— START OF DATASET —
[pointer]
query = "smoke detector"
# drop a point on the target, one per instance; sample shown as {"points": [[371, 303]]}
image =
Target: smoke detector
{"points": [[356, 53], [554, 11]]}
— END OF DATASET —
— START OF DATASET —
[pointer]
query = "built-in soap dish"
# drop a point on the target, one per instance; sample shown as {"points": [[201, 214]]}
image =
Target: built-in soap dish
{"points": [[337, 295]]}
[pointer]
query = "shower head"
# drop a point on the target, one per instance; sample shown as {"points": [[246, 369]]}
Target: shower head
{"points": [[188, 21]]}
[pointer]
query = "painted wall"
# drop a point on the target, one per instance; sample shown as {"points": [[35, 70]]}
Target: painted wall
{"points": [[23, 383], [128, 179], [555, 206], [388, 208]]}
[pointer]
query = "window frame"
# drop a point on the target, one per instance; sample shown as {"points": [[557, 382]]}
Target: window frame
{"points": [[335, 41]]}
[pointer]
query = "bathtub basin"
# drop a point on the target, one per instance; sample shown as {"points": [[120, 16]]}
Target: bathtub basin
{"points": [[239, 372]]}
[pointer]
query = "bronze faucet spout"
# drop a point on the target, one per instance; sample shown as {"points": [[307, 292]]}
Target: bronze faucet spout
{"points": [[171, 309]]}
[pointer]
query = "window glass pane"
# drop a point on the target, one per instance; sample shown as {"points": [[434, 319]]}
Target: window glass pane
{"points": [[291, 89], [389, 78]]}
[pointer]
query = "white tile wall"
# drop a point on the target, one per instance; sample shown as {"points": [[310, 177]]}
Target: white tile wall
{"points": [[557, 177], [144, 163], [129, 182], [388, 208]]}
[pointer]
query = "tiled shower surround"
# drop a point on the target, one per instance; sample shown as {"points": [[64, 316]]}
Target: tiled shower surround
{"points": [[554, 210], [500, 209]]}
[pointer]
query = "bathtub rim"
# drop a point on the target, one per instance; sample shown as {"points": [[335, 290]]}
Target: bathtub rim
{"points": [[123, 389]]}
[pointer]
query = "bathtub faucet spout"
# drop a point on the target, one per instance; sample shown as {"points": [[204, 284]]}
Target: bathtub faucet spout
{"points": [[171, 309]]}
— END OF DATASET —
— START OF DATASET —
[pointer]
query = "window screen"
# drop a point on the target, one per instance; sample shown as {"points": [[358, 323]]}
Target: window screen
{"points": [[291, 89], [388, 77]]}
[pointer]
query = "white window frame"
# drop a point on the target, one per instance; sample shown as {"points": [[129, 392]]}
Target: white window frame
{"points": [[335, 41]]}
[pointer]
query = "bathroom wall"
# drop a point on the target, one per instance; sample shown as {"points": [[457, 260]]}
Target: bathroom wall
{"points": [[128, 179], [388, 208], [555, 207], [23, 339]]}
— END OF DATASET —
YOUR GOAL
Which lines in the entries above contain the word "head"? Return each of those lines, treating uppercase and lowercase as different.

THE REPLY
query = "shower head"
Target: shower head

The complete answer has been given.